_What to produce:_ Show every line in the listing below that contains the word "jersey", copying each such line in full.

++++ Available records ++++

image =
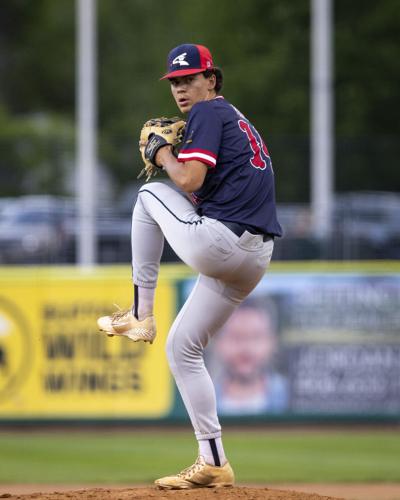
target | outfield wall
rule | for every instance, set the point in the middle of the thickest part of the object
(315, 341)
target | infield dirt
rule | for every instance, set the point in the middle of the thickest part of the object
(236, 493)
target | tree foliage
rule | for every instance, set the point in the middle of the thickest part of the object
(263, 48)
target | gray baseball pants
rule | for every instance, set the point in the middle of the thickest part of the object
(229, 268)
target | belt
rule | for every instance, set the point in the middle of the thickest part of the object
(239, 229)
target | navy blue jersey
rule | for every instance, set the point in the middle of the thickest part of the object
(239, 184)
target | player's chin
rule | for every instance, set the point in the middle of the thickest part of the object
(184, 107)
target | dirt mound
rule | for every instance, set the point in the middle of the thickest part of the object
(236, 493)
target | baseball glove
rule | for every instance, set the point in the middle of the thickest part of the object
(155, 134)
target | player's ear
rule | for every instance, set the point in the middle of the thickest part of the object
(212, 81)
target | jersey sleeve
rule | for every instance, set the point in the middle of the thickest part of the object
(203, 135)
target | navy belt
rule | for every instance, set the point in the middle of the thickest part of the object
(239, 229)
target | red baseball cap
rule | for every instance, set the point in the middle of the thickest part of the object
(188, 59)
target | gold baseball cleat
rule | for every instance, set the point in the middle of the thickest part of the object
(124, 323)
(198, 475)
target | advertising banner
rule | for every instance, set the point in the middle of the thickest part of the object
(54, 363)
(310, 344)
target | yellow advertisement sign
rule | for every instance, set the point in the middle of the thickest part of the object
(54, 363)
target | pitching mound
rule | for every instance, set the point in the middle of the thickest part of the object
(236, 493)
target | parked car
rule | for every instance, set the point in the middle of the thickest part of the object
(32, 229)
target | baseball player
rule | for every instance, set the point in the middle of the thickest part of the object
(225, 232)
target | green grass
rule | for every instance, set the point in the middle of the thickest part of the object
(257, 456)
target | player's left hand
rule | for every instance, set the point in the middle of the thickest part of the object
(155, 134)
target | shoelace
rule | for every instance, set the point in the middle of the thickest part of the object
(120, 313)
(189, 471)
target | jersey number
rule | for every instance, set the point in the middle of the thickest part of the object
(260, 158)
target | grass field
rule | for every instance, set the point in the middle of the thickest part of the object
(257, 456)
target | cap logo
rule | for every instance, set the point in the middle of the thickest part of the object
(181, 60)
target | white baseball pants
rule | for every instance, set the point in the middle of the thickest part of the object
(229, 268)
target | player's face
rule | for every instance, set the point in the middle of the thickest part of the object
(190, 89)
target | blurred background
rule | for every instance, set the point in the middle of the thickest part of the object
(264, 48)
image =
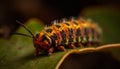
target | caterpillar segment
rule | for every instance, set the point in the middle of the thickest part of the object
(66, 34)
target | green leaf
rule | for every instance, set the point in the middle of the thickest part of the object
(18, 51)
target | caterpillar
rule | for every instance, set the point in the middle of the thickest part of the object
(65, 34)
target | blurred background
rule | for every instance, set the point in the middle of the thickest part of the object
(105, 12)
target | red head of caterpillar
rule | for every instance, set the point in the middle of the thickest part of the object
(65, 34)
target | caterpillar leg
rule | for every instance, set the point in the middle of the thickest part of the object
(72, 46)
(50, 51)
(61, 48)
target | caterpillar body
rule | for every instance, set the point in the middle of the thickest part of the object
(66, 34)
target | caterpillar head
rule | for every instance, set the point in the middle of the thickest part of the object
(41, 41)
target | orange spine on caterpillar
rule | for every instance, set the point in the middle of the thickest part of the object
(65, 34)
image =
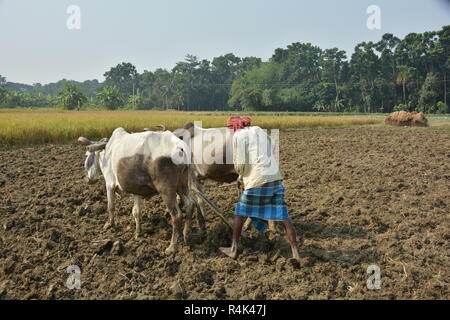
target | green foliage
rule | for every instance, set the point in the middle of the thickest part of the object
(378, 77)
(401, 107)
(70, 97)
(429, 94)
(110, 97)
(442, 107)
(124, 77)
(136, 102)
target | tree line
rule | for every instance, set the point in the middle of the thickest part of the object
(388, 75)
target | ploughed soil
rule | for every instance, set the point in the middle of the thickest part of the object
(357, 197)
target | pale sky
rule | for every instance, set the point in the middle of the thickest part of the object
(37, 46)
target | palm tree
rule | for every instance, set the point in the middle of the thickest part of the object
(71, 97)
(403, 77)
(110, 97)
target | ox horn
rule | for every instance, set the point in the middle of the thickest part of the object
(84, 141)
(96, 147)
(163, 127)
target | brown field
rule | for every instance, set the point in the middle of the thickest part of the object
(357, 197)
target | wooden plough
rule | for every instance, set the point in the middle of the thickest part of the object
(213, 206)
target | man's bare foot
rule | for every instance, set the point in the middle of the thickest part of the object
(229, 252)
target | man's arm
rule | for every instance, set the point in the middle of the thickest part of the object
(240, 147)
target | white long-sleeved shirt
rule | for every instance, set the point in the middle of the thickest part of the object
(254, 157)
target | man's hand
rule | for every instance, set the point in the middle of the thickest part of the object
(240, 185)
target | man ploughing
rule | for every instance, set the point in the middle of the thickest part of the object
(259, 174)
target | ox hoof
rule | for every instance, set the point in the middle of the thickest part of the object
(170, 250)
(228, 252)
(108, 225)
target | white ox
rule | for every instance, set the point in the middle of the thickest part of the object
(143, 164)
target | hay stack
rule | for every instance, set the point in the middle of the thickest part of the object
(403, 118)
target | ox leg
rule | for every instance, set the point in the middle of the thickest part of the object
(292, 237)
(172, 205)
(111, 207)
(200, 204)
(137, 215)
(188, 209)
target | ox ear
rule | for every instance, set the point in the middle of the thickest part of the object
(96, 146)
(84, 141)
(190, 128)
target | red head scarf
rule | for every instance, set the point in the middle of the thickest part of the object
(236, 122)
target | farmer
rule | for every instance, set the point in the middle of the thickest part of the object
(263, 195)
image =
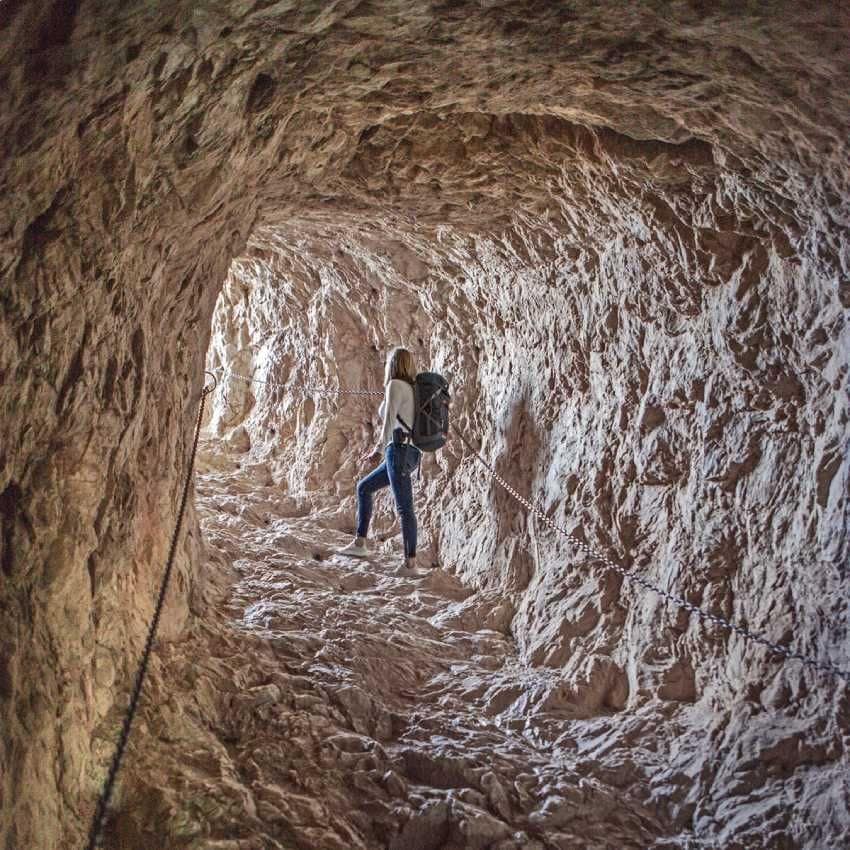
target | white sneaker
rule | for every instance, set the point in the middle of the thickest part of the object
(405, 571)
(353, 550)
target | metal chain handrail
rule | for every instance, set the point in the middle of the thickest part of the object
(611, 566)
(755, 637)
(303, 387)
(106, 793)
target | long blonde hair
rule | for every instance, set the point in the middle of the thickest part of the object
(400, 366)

++++
++++ Available records ++++

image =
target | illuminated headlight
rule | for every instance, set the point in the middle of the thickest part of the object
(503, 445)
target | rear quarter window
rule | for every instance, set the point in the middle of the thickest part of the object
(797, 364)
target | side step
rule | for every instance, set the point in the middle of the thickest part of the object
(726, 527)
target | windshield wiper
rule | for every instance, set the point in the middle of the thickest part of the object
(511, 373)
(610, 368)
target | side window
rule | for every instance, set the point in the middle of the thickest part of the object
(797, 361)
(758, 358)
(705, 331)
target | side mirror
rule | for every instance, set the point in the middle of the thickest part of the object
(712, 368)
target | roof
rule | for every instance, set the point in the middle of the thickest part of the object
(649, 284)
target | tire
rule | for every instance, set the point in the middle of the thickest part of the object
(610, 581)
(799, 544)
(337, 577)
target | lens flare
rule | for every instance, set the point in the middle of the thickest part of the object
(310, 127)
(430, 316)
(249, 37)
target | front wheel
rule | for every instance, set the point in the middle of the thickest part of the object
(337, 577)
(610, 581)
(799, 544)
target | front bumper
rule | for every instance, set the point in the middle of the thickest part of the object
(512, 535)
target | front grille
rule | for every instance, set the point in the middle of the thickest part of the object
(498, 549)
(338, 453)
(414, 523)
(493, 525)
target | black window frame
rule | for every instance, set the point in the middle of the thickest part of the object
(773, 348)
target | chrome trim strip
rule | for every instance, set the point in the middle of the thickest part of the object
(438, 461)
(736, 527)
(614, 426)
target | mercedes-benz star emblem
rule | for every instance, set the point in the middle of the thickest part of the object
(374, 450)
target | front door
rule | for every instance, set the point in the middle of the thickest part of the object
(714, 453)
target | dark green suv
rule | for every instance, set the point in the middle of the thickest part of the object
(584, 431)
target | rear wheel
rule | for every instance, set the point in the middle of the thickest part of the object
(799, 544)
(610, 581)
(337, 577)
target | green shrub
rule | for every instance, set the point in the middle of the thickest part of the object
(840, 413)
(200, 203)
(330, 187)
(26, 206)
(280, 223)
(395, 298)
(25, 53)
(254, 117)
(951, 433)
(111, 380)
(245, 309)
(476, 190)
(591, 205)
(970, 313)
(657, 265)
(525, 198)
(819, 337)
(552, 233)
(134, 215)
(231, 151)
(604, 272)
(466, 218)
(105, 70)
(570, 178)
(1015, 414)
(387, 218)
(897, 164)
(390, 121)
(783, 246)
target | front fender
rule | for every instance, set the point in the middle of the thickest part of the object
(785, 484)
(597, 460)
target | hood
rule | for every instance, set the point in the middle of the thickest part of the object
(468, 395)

++++
++++ Available records ++++

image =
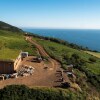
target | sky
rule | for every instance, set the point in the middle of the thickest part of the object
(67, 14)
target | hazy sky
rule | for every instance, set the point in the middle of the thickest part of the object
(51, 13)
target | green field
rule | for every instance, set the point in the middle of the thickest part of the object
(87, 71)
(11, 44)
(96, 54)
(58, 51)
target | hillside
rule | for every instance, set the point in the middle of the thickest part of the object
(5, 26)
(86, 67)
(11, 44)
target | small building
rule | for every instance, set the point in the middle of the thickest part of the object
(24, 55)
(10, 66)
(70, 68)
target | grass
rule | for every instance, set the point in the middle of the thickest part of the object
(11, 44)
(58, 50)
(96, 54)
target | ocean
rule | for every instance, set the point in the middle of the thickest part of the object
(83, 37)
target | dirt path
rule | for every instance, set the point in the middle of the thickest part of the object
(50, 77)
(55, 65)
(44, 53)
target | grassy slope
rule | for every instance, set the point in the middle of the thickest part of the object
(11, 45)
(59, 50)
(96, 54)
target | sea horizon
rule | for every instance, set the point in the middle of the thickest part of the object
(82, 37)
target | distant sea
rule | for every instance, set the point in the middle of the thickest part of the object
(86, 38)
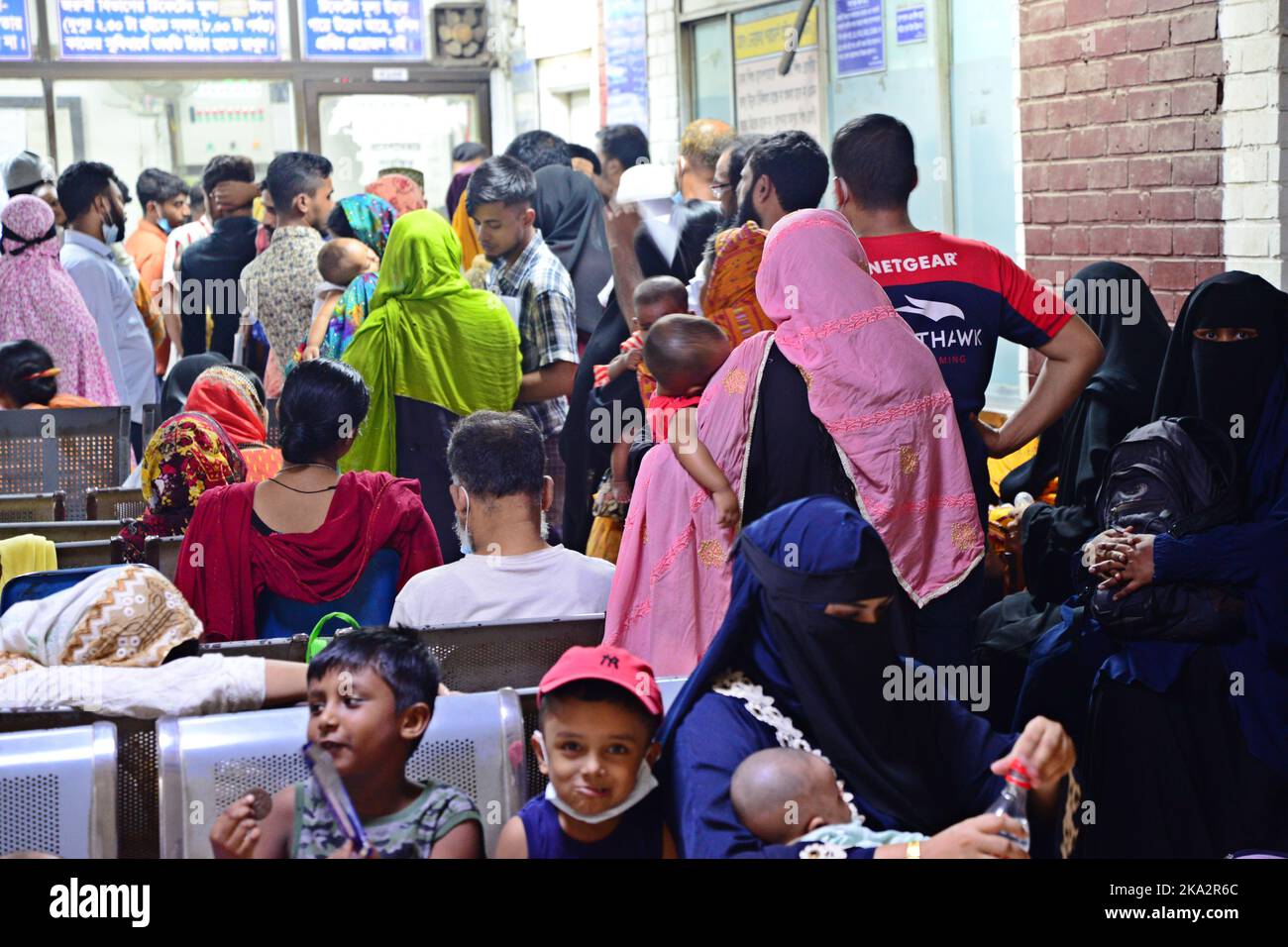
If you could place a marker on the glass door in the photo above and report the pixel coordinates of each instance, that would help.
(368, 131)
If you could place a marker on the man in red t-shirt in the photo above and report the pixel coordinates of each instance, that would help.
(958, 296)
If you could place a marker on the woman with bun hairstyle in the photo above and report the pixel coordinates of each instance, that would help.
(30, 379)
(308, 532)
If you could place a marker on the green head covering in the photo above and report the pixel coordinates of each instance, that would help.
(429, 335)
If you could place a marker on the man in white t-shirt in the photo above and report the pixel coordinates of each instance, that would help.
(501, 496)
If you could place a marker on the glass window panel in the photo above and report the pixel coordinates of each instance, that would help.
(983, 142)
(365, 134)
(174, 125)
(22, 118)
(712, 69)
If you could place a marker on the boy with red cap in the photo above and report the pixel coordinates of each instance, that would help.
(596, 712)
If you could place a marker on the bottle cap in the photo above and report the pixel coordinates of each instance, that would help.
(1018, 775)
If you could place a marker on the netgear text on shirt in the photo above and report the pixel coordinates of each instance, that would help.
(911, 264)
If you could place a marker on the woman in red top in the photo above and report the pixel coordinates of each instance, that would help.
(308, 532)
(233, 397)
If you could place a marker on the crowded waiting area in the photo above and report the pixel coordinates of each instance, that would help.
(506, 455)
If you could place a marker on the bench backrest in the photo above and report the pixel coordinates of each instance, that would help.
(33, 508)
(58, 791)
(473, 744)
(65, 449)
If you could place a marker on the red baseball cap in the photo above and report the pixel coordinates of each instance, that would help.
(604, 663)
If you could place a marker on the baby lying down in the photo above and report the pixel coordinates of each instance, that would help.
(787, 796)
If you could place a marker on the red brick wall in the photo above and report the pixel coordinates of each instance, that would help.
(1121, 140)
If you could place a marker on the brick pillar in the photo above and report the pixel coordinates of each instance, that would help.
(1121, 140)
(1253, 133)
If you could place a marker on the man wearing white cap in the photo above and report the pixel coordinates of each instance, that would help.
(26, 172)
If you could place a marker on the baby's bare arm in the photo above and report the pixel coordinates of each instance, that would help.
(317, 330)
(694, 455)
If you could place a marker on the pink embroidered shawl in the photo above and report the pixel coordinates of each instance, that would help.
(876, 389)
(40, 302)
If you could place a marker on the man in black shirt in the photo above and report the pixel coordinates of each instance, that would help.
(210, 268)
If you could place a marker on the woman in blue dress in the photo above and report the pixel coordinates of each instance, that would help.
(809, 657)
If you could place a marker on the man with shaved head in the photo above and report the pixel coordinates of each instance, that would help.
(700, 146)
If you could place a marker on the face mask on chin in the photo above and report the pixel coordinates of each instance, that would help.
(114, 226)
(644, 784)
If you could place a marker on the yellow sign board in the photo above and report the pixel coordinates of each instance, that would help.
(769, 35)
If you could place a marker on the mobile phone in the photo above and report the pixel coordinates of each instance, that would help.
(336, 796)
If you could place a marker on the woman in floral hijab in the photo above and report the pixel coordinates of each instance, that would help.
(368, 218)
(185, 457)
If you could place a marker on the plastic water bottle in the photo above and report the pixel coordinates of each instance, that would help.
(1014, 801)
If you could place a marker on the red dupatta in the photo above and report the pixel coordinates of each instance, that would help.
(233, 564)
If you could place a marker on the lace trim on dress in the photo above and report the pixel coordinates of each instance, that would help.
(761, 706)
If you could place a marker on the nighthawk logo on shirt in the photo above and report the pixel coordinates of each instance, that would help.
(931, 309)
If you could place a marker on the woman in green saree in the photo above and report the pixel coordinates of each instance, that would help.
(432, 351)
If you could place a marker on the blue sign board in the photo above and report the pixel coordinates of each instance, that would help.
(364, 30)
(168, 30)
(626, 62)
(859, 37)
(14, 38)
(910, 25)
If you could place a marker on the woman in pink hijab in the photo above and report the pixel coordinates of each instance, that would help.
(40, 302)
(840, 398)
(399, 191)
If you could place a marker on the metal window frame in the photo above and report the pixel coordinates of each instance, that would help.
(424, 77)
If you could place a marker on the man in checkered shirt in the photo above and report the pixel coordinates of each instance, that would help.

++++

_Reply:_
target | navy blue jersey
target | jersey sleeve
target | jersey number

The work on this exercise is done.